(Data in this exercise):
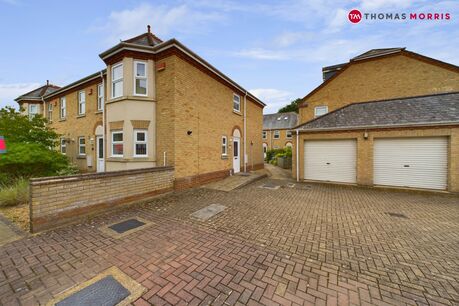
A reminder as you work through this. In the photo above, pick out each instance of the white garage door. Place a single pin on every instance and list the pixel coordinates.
(411, 162)
(330, 160)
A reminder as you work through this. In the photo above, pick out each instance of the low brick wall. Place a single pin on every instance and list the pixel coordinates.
(58, 200)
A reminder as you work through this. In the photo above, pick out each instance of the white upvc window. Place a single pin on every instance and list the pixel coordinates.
(100, 97)
(117, 144)
(236, 103)
(320, 110)
(63, 146)
(140, 78)
(63, 108)
(117, 80)
(50, 112)
(33, 110)
(140, 143)
(224, 146)
(81, 146)
(81, 102)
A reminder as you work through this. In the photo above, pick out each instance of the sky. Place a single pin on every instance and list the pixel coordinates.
(274, 49)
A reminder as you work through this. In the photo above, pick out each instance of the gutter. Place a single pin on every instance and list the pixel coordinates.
(103, 124)
(382, 126)
(245, 132)
(170, 44)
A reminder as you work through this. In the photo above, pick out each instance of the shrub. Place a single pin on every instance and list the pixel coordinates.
(15, 194)
(30, 160)
(272, 155)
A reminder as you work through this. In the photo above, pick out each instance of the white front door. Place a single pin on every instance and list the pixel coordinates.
(236, 154)
(330, 160)
(420, 162)
(100, 154)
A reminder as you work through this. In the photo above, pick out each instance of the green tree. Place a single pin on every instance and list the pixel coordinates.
(17, 128)
(292, 107)
(30, 148)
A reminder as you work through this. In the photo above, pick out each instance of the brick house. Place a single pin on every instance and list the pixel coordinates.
(388, 117)
(157, 103)
(277, 130)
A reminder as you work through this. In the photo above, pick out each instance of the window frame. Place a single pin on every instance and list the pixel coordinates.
(81, 103)
(62, 108)
(319, 107)
(145, 142)
(32, 114)
(145, 77)
(116, 142)
(100, 96)
(119, 80)
(238, 110)
(63, 144)
(224, 145)
(80, 146)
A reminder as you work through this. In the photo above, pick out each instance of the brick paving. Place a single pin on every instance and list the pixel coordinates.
(291, 246)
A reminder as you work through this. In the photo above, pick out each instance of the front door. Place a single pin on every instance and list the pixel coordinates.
(100, 154)
(236, 155)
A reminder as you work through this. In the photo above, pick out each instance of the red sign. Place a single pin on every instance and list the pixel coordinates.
(354, 16)
(2, 145)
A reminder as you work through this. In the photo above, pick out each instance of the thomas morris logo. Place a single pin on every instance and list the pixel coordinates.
(355, 16)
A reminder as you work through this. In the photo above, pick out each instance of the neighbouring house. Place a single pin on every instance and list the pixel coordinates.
(157, 103)
(31, 103)
(388, 117)
(277, 130)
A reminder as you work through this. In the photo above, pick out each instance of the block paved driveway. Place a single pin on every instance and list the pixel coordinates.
(290, 246)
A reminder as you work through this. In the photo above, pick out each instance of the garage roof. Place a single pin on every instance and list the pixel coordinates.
(280, 121)
(438, 109)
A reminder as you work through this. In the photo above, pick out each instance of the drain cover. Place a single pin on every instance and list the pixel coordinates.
(208, 212)
(107, 292)
(125, 226)
(399, 215)
(270, 186)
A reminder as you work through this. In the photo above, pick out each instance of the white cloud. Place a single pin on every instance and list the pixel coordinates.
(9, 92)
(163, 19)
(274, 98)
(262, 54)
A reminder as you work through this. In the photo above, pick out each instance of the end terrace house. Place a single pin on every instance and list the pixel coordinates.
(157, 103)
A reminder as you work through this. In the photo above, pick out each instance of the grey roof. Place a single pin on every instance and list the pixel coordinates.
(280, 121)
(376, 52)
(423, 110)
(38, 93)
(145, 39)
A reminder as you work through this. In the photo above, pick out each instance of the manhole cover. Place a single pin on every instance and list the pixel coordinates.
(125, 226)
(269, 186)
(107, 292)
(208, 212)
(399, 215)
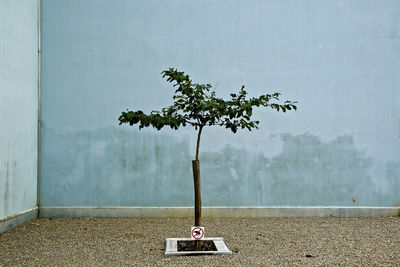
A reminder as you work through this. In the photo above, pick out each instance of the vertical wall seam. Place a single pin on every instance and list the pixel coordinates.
(38, 106)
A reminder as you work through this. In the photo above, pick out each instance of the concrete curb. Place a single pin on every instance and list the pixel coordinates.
(219, 212)
(12, 221)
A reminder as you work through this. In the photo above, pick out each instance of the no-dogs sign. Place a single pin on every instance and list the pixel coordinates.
(197, 233)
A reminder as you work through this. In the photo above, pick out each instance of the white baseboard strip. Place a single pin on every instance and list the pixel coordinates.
(218, 212)
(14, 220)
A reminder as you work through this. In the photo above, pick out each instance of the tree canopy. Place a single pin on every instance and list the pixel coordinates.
(197, 105)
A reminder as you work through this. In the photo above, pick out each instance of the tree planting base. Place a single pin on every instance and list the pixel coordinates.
(219, 244)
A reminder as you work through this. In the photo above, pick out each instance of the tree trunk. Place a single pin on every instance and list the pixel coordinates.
(197, 198)
(197, 192)
(197, 188)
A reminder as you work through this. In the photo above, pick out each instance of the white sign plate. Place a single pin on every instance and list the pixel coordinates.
(197, 233)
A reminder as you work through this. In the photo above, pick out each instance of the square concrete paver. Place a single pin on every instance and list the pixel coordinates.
(172, 247)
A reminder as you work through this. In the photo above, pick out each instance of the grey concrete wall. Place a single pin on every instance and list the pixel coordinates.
(18, 109)
(339, 59)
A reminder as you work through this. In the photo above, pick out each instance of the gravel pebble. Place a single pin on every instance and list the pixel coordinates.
(254, 242)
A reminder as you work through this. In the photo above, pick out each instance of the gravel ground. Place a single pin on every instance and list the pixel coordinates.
(254, 242)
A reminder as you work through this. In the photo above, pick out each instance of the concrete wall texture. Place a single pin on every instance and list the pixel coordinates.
(339, 59)
(18, 106)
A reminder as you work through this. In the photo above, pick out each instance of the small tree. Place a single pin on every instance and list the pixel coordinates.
(197, 106)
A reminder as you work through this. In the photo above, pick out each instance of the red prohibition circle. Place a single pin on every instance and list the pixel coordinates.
(201, 230)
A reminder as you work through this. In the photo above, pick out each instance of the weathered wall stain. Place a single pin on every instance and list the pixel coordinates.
(19, 106)
(154, 169)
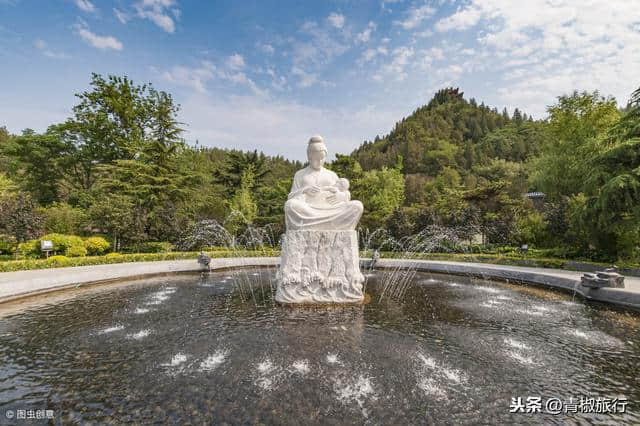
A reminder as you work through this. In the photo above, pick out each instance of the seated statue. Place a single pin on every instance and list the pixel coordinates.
(319, 200)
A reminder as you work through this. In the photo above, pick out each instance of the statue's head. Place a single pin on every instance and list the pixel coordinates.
(316, 152)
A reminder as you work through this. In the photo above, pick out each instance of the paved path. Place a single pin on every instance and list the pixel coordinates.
(14, 285)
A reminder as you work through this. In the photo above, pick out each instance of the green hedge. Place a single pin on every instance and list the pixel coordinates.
(61, 261)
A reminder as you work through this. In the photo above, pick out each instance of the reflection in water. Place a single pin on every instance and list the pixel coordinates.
(191, 349)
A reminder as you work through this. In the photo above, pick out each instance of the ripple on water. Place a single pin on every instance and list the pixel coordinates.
(450, 374)
(176, 360)
(300, 366)
(359, 391)
(516, 343)
(522, 359)
(333, 359)
(213, 361)
(139, 335)
(111, 329)
(596, 337)
(268, 375)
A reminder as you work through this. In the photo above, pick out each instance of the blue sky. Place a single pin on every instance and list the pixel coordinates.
(267, 75)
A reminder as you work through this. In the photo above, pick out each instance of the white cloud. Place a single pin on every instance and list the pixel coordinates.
(194, 78)
(43, 47)
(370, 54)
(280, 127)
(461, 20)
(336, 19)
(305, 79)
(415, 17)
(157, 11)
(396, 68)
(365, 35)
(235, 62)
(85, 6)
(97, 41)
(266, 48)
(121, 16)
(544, 49)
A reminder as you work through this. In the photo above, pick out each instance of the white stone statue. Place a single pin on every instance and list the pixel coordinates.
(320, 259)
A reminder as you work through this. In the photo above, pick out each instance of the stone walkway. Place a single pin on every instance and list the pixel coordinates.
(14, 285)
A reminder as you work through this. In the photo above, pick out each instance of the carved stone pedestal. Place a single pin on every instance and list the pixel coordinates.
(320, 267)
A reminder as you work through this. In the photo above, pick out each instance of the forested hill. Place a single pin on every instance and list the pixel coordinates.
(453, 132)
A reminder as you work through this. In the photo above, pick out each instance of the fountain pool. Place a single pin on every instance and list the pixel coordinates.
(194, 348)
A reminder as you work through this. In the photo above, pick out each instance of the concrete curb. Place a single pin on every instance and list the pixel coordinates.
(568, 281)
(20, 284)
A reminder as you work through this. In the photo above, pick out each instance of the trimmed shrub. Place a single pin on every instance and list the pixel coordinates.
(96, 246)
(57, 261)
(7, 244)
(152, 247)
(70, 245)
(30, 249)
(61, 218)
(75, 251)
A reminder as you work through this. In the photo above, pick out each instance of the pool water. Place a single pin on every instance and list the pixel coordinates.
(200, 349)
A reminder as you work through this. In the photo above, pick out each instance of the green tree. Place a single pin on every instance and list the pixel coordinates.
(242, 206)
(577, 126)
(381, 192)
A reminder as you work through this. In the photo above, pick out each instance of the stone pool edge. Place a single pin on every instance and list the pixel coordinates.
(23, 284)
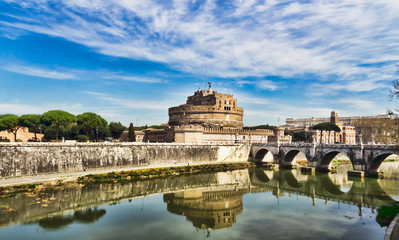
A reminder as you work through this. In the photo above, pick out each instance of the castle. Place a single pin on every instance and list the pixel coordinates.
(211, 117)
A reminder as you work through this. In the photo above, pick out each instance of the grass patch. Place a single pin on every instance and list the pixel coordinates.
(126, 176)
(386, 214)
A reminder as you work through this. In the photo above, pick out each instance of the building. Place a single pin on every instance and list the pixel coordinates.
(291, 123)
(347, 135)
(23, 135)
(211, 117)
(209, 109)
(382, 129)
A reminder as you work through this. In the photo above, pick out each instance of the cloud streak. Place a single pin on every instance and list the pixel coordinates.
(250, 39)
(38, 72)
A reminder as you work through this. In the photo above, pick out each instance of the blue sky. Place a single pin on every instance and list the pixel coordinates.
(130, 61)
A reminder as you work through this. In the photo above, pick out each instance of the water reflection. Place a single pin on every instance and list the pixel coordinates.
(207, 209)
(207, 201)
(85, 216)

(Task prompt):
Begin with the line that contains "of the grass" and end with the last line of the records; set down every line in that span exactly, and nothing else.

(Task result):
A reminder as you work through this. In the photo above, pick out each instance of the grass patch. Place a single pin on every instance and list the pixel coordinates.
(126, 176)
(386, 214)
A reminder as you work through this. In the photo above, pick out each instance of the building. Place a single pin on every instance and list the pixel coordinates.
(291, 123)
(347, 135)
(23, 135)
(211, 117)
(209, 109)
(382, 129)
A reminder as you work through this. In the photo above, pick out each instance of the cloud streak. Place a single pin on every instance and list the pixel coordinates.
(250, 39)
(38, 72)
A reminder as you work through this. In the photo above, pick out each instance of the blue sky. Place a single pin on every instance and list the pixel coordinates.
(130, 61)
A reminder as you work through this. In the photo above, pick out each instance of the water reflection. Place a single pin on every instance and list the pixel coordinates.
(207, 209)
(207, 201)
(85, 216)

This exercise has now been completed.